ФРАГМЕНТ СТРАНИЦЫ
····················
Сатириконовская “Чайка” – один из самых свободных спектаклей и режиссера Юрия Бутусова, и вообще московской сцены последнего десятилетия, где бедные постановщики, еще не достигшие статуса легенд, годами пытаются либо создать “кассовый” спектакль, либо уложиться в прокрустово ложе “современного искусства”, чьи параметры туманны даже для адептов. В “Чайке” Юрия Бутусова об удобствах зрителя (спектакль с тремя антрактами заканчивается около полуночи) думают так же мало, как и о новизне высказывания.
Юрий Бутусов не боится сделать главной темой своей “Чайки” признание в любви к театру и людям театра (согласитесь, что объяснение в ненависти звучит куда более актуально). Не боится для своей постановки выбрать давно не мод-ную форму спектакля-репетиции, где все пробуют все роли, разыгрывают все сцены по нескольку раз, а режиссер то и дело вмешивается в действие, то проживая эпизод, то проговаривая куски текста, а то и вовсе заряжая исполнителей энергией сумасшедшего танца.
····················
СПИСОК ЗАДАНИЙ
1. Когда, согласно отрывку о «Чайке», заканчивается спектакль?
2. Воспроизведите дословно часть отрывка о «Чайке» от «Юрий Бутусов не» до «энергией сумасшедшего танца.».

ИСХОДНЫЕ ДАННЫЕ
····················
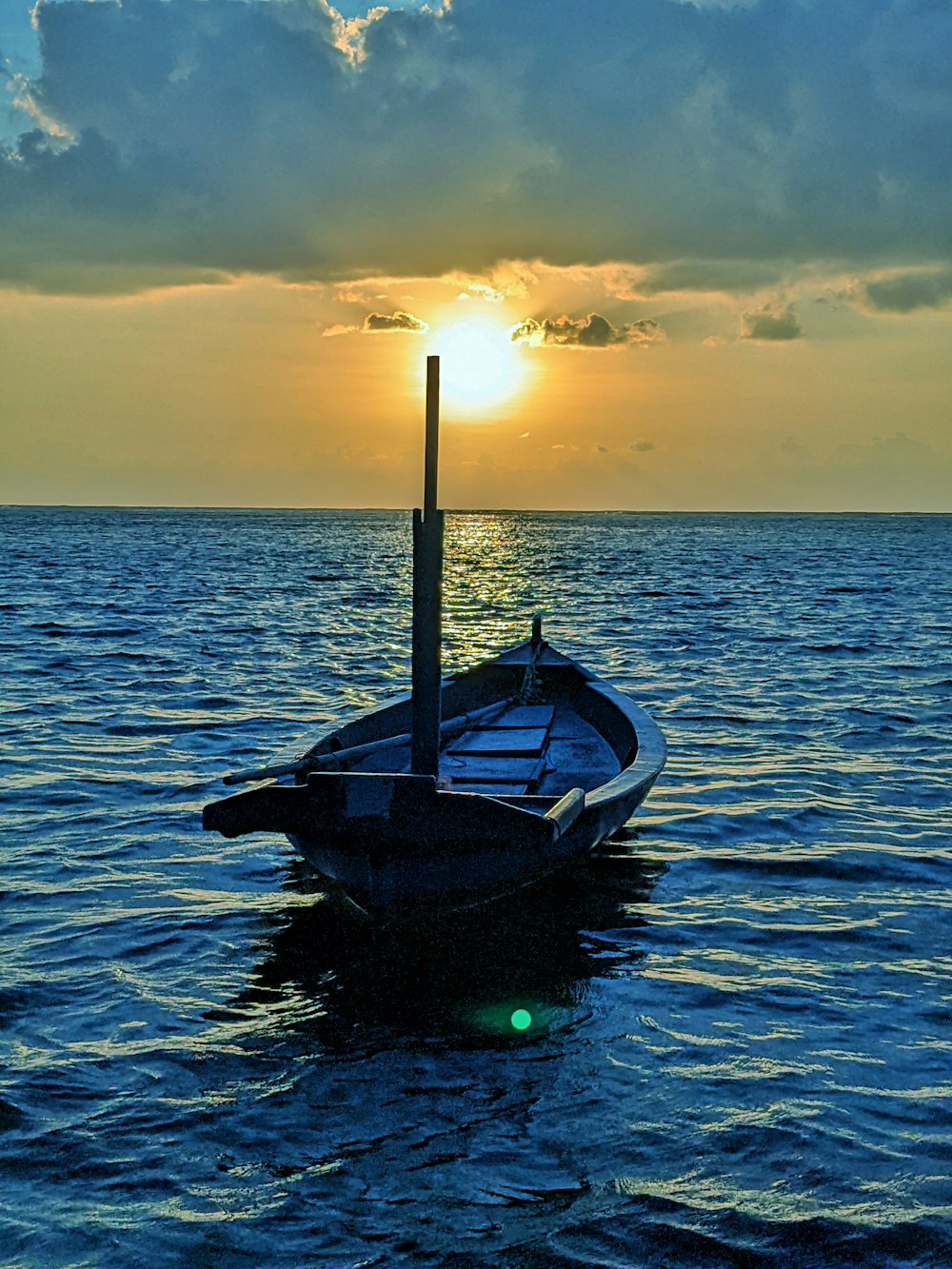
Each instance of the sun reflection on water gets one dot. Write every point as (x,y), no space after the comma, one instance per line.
(487,598)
····················
РЕЗУЛЬТАТЫ УПРАЖНЕНИЯ
1. Около полуночи.

2.
Юрий Бутусов не боится сделать главной темой своей “Чайки” признание в любви к театру и людям театра (согласитесь, что объяснение в ненависти звучит куда более актуально). Не боится для своей постановки выбрать давно не мод-ную форму спектакля-репетиции, где все пробуют все роли, разыгрывают все сцены по нескольку раз, а режиссер то и дело вмешивается в действие, то проживая эпизод, то проговаривая куски текста, а то и вовсе заряжая исполнителей энергией сумасшедшего танца.